> [Problem 1]:
In the text on biodegradation datasets, what share of SMILES in public databases did Glüge et al. find to be erroneous?
> [Problem 2]:
Translate this sentence from the text on biodegradation datasets into Spanish: "If this was not possible, the substance was removed from the dataset."

─── Text block ───

3.1 Analysis of the dataset of Huang and Zhang²⁰

In the following, the classification dataset from Huang and Zhang²⁰ will be referred to as Huang-Classification-Dataset, and the regression dataset will be referred to as Huang-Regression-Dataset. The Huang-Regression-Dataset contains inherent- and ready-biodegradation study results retrieved from the eChemPortal. It can contain multiple study results per substance, and the biodegradability is given in percent. The Huang-Classification-Dataset was created based on the Huang-Regression-Dataset and in theory should only contain one data point per substance, which is labeled as RB or NRB.

3.1.1 Checking CAS RN™–SMILES pairings. The data from the eChemPortal only contained the CAS RN™ as an identifier for each substance. Huang and Zhang²⁰ added SMILES as machine-readable structural representation using various websites and databases. However, Glüge et al.³¹ found that up to 3.4% of the SMILES in public databases are erroneous. Consequently, Glüge et al.³¹ checked the SMILES of all mono-constituent organic substances registered under the Registration, Evaluation, Authorisation and Restriction of Chemicals (REACH) regulation and published a dataset with curated SMILES.³¹ This dataset, the Gluege-Dataset, was used to check if the SMILES in the Huang-Classification-Dataset and Huang-Regression-Dataset matched the CAS RN™. This was done by converting the SMILES to InChI™ and checking if the CAS RN™ and/or InChI™ was also present in the Gluege-Dataset and whether they matched.

3.1.2 Checking for uniqueness of SMILES. Huang and Zhang²⁰ utilized SMILES as chemical identifier. However, SMILES are not unique and it was therefore crucial to ensure that only one version of the SMILES was used for each substance in the Huang-Regression-Dataset. The addition of different SMILES for the same substance could have resulted in data leakage between the training and test datasets. To verify that all data points in the Huang-Regression-Dataset for the same substance had the same SMILES, the SMILES were converted to InChI™. Then, it was verified that all data points with the same InChI™ also had identical SMILES.

3.1.3 Analysis of experimental variance. To evaluate the reliability of the labels in the Huang-Classification-Dataset, the variance in the study results for the same substance in the Huang-Regression-Dataset was analyzed. If different study results under similar test conditions for a given substance had contradicting outcomes, the label was assumed to be unreliable and all data points for that substance were removed.

3.2 Creation of new datasets

3.2.1 Correction of CAS RN™–SMILES pairings. During the analysis of the Huang-Datasets, inconsistencies were found in the CAS RN™–SMILES pairings. The first step in the data curation was therefore to correct these inconsistencies. Since only the CAS RN™ was present in the original eChemPortal dataset it was treated as the definitive substance identifier and the correct SMILES corresponding to a given CAS RN™ had to be found. To accomplish this, a SMILES-retrieval pipeline was developed, which is explained here briefly. A more detailed description is provided in Section S2 in ESI-1.†

First, the CAS RN™ and their corresponding SMILES were split into two groups based on whether or not they were verified by Glüge et al.³¹ In cases where a CAS RN™ was included in the Gluege-Dataset, the verified and valid SMILES for this CAS RN™ from the Gluege-Dataset was used as the SMILES for this data point. Furthermore, for the substances in the Gluege-Dataset, it was also checked if the experimental study was based on read-across. Studies based on read-across were removed. For the substances not checked by Glüge et al.,³¹ valid SMILES had to be retrieved. For one-component substances, the SMILES were retrieved via an Application Programming Interface (API) based on the CAS RN™ from CAS Common Chemistry.³² For the remaining substances, a weight-of-evidence approach was taken. The SMILES had to be found from at least two independent sources. If this was not possible, the substance was removed from the dataset.

─── Record excerpts ───

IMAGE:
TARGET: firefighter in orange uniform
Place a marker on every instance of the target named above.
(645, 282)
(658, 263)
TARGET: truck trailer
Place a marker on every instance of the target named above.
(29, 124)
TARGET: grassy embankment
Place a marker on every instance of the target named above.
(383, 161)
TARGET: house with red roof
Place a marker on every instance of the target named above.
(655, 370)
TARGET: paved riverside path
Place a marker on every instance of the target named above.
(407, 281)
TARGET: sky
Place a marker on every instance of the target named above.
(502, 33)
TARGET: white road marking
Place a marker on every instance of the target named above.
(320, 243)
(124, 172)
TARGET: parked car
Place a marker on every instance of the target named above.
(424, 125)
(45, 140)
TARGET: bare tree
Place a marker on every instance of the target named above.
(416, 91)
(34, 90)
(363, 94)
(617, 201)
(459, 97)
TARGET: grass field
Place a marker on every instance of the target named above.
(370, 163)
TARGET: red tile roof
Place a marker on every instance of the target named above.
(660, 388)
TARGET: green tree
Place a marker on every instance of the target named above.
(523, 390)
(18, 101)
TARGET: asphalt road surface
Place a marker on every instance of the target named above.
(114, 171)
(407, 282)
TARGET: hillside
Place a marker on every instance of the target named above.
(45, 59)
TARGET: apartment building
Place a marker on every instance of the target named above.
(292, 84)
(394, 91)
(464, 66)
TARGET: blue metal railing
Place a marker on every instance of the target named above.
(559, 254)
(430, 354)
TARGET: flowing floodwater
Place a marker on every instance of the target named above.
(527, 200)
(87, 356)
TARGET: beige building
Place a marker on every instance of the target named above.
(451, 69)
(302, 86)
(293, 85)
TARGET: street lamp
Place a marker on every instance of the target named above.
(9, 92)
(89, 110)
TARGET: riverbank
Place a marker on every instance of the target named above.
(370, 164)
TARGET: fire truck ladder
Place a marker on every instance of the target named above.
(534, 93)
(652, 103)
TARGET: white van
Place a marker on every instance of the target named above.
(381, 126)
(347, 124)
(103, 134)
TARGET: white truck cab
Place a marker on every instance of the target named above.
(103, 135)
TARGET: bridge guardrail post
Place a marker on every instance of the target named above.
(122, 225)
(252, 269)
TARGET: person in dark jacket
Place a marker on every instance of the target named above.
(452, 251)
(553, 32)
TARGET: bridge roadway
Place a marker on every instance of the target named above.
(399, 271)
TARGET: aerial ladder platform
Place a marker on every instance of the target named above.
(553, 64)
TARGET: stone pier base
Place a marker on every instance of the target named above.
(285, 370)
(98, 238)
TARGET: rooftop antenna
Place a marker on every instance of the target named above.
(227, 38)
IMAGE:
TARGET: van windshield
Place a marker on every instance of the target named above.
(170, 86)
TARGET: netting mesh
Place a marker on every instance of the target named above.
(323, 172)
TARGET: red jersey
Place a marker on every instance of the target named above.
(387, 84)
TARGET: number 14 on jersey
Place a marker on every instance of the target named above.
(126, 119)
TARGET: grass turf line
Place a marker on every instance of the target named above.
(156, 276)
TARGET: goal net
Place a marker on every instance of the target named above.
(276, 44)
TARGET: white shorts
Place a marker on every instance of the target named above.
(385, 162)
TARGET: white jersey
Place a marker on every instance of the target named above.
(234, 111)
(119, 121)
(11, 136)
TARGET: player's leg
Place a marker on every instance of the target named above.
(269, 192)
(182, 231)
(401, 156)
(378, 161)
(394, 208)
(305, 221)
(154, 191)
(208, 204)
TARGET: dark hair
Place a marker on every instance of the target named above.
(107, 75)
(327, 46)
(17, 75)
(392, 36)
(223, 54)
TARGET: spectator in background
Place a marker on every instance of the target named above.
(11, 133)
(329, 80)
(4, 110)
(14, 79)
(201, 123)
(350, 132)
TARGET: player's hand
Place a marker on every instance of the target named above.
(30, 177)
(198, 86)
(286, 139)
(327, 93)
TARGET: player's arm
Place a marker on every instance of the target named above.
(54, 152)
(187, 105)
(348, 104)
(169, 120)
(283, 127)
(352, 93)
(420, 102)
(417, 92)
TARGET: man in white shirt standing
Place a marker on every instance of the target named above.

───

> [Full response 1]:
Up to 3.4%.

> [Full response 2]:
Si esto no era posible, la sustancia se eliminaba del conjunto de datos.